- **Provided records**:
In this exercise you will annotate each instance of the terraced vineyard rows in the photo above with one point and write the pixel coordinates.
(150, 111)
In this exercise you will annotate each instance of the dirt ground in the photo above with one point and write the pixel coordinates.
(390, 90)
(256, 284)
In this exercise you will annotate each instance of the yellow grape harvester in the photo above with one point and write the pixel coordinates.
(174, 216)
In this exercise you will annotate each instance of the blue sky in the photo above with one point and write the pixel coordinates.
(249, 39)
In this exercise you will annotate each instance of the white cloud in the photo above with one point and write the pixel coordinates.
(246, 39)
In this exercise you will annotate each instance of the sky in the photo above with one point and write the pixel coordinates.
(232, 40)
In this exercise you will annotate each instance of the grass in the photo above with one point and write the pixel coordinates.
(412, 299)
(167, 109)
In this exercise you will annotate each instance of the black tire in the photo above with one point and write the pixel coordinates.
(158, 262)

---

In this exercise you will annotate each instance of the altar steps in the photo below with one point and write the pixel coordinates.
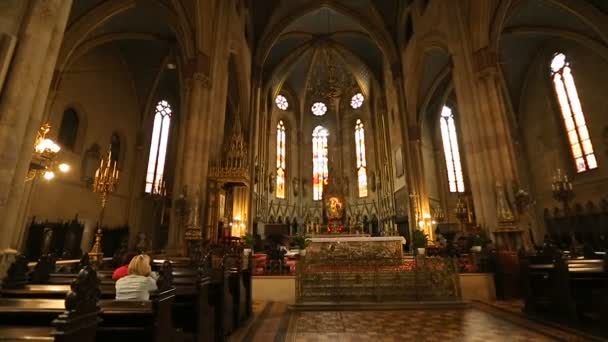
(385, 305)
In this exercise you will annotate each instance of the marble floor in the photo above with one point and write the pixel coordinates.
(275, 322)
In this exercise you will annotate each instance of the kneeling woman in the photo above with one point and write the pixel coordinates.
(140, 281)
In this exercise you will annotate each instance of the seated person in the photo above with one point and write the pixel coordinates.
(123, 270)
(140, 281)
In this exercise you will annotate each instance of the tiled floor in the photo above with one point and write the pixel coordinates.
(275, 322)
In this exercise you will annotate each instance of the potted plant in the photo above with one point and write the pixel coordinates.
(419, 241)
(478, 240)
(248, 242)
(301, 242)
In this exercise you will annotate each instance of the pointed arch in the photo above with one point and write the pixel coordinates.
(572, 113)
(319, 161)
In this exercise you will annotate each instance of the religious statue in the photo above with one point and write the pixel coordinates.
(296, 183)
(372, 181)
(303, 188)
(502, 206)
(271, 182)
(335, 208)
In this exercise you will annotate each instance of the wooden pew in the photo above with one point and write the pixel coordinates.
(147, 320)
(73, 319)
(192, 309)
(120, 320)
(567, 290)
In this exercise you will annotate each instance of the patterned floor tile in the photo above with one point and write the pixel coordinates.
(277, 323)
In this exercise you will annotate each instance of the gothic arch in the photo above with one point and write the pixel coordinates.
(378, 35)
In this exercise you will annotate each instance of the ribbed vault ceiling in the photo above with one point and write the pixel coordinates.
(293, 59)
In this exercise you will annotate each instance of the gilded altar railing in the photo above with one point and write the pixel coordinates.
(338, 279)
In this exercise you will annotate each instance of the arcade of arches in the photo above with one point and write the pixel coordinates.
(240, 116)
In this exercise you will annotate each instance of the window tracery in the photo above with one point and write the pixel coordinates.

- **What you have to do**:
Please pull out every line of the rows above that contains the word "floor", copying each one in full. Treat capitalization as significant when matching.

- **Exercise answer**:
In this exercise you will annotate each instance of the marble floor in the photo above with one point and write the pixel coordinates.
In this exercise you will annotate each instance of the tiled floor in the photo above with one point and write the pixel coordinates.
In this exercise you will annotate each instance of the patterned floor tile in the photo above with one point and write the pixel coordinates.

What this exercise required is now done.